### Problem:
Report all lines from the entries below in which "shoji" appears.

### Supplied information:
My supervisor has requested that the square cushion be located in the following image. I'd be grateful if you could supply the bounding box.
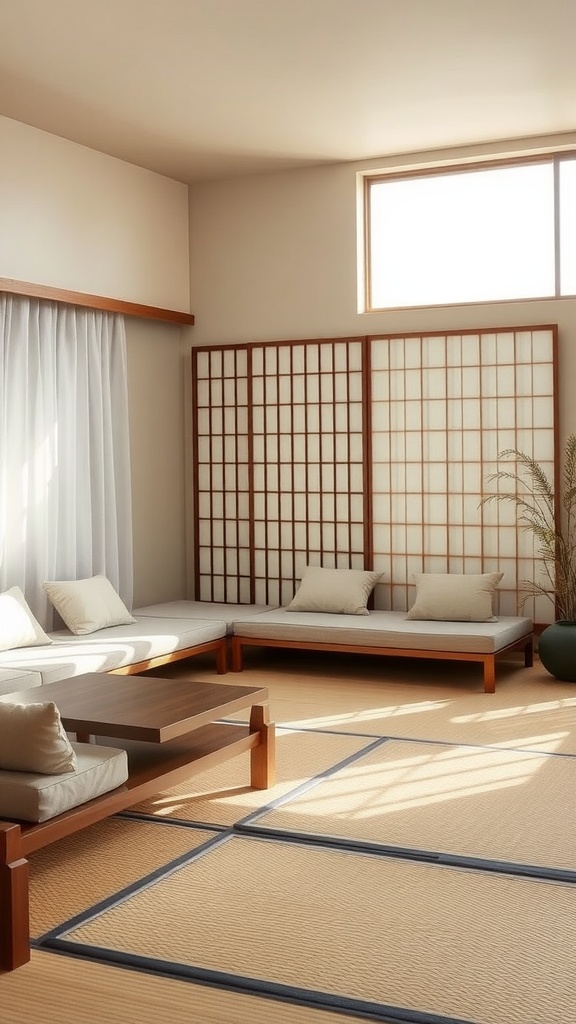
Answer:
[0,586,52,651]
[406,572,504,622]
[43,575,136,635]
[285,567,382,615]
[0,743,128,822]
[0,700,77,774]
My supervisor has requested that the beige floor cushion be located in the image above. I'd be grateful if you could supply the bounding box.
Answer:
[0,743,128,823]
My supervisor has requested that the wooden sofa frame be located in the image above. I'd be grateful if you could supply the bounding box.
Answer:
[231,633,534,694]
[108,636,228,677]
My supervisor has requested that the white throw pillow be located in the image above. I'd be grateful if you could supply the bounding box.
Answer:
[286,567,382,615]
[406,572,504,622]
[0,701,77,774]
[0,586,52,652]
[43,575,136,635]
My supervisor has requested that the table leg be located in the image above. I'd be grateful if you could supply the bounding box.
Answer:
[249,704,276,790]
[75,732,95,743]
[0,824,30,971]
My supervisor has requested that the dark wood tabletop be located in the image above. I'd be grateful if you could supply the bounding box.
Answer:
[5,673,269,743]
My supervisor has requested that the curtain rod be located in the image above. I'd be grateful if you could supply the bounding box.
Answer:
[0,277,195,326]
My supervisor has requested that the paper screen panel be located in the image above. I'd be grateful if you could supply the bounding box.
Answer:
[192,326,556,622]
[251,340,367,605]
[193,347,251,602]
[370,327,556,621]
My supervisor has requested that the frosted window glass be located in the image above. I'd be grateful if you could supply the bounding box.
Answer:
[196,437,210,463]
[278,348,291,374]
[306,405,320,432]
[334,375,349,402]
[349,434,364,463]
[306,375,320,402]
[372,370,389,400]
[279,406,292,433]
[292,346,306,373]
[369,163,555,309]
[560,160,576,294]
[222,466,235,493]
[279,375,293,402]
[265,377,278,403]
[320,375,334,402]
[294,523,308,547]
[279,434,292,462]
[224,437,236,461]
[320,346,333,371]
[299,464,316,492]
[294,494,308,521]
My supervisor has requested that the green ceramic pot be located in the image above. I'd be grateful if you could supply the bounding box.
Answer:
[538,621,576,682]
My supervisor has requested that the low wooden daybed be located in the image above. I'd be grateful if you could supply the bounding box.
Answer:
[230,609,534,693]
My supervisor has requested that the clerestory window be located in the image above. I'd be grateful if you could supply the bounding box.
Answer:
[363,154,576,311]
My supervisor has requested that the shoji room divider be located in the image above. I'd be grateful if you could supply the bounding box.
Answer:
[191,325,557,623]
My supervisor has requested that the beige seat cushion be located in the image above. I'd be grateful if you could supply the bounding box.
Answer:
[233,609,532,654]
[0,743,129,822]
[0,668,42,697]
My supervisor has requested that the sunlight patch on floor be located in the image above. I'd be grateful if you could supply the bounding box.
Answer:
[453,697,576,723]
[272,743,555,819]
[278,700,452,730]
[483,732,568,752]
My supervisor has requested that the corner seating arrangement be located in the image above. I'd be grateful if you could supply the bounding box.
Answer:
[0,574,532,969]
[0,591,533,703]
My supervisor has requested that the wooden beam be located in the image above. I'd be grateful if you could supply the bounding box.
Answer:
[0,277,194,326]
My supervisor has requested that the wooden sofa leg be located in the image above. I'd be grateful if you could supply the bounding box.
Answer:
[0,824,30,971]
[216,640,228,675]
[231,637,244,672]
[483,658,496,694]
[524,638,534,668]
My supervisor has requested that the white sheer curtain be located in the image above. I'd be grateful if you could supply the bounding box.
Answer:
[0,294,133,628]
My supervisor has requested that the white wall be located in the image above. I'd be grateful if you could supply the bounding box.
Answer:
[0,115,190,311]
[188,141,576,442]
[126,319,188,605]
[1,117,192,604]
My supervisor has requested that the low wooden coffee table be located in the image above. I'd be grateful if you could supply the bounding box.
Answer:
[0,673,275,971]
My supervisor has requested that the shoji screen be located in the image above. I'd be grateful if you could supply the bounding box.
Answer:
[370,327,557,621]
[192,325,556,621]
[193,347,252,603]
[192,338,369,606]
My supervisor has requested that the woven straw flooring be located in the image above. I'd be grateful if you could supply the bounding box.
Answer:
[7,650,576,1024]
[57,834,576,1024]
[29,817,218,935]
[129,727,372,825]
[0,950,362,1024]
[249,737,576,869]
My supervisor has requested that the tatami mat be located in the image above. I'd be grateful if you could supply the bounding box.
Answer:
[246,738,576,871]
[50,833,576,1024]
[128,727,373,826]
[11,654,576,1024]
[160,651,576,754]
[0,949,373,1024]
[29,817,217,936]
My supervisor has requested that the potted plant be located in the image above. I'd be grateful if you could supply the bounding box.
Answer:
[482,433,576,680]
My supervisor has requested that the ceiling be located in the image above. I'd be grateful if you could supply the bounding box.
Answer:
[2,0,576,185]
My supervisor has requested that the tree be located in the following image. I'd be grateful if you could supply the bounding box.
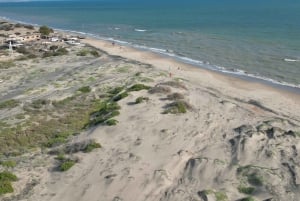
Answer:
[39,25,53,36]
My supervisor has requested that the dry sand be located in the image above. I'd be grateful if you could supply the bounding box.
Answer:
[1,32,300,201]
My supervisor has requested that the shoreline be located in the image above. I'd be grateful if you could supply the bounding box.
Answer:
[1,16,300,94]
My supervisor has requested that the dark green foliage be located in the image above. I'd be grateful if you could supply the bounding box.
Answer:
[39,25,53,36]
[105,119,118,126]
[164,100,190,114]
[16,46,30,54]
[0,99,19,110]
[90,50,99,57]
[0,181,14,195]
[45,131,73,148]
[23,24,34,30]
[240,197,255,201]
[76,50,88,56]
[0,171,17,182]
[238,186,255,195]
[0,160,16,168]
[83,141,101,152]
[112,92,128,102]
[77,86,91,93]
[59,160,75,172]
[247,173,263,186]
[88,101,120,126]
[135,96,149,104]
[53,48,68,56]
[31,99,49,109]
[127,84,151,92]
[108,86,124,95]
[215,191,228,201]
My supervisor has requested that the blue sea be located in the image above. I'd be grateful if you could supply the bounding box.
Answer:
[0,0,300,88]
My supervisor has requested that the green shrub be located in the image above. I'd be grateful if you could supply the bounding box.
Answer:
[90,50,99,57]
[0,171,17,182]
[39,25,53,36]
[53,48,68,56]
[215,191,228,201]
[128,84,151,92]
[59,160,75,172]
[164,100,191,114]
[135,96,149,104]
[105,119,118,126]
[0,99,19,110]
[0,181,14,195]
[108,86,124,95]
[247,173,263,186]
[45,137,67,148]
[112,92,128,102]
[83,141,101,152]
[240,197,255,201]
[76,50,88,56]
[238,186,255,195]
[78,86,91,93]
[0,160,16,168]
[31,99,49,109]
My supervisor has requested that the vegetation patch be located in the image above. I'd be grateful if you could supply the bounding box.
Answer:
[0,61,15,69]
[240,197,255,201]
[127,84,151,92]
[88,101,120,127]
[148,86,171,94]
[0,160,17,168]
[112,92,129,102]
[163,100,192,114]
[0,171,17,195]
[237,166,264,186]
[77,86,91,93]
[105,119,118,126]
[30,99,50,109]
[135,96,149,104]
[58,160,76,172]
[238,186,255,195]
[63,139,101,154]
[0,99,19,110]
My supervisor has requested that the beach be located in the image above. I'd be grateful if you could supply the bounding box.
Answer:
[0,20,300,201]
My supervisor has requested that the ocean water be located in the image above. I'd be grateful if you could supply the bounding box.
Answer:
[0,0,300,87]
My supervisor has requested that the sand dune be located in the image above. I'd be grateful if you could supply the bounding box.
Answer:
[1,35,300,201]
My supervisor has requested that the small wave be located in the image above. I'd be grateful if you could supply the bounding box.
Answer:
[284,58,299,62]
[134,29,147,32]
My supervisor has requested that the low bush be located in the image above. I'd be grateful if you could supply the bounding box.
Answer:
[238,186,255,195]
[135,96,149,104]
[77,86,91,93]
[127,84,151,92]
[76,49,88,56]
[105,119,118,126]
[90,50,99,57]
[0,160,16,168]
[112,92,129,102]
[0,181,14,195]
[163,100,192,114]
[0,99,19,110]
[59,160,75,172]
[64,139,101,154]
[240,197,255,201]
[0,171,17,182]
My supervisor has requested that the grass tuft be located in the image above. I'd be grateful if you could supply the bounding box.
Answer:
[77,86,91,93]
[0,99,19,110]
[127,84,151,92]
[238,186,255,195]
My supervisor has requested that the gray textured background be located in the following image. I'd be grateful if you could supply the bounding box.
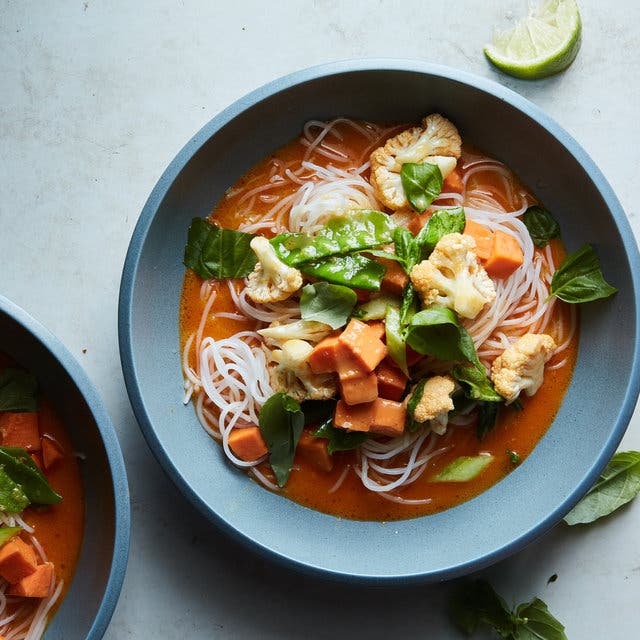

### Exercise answer:
My supervisor has requested that the shoji room divider be located in the image above. I'd be grateful if you could supply the bounding box.
My supervisor has requested that the shoji screen be located in the image above. I'd be grateful if you could supply the bounding box.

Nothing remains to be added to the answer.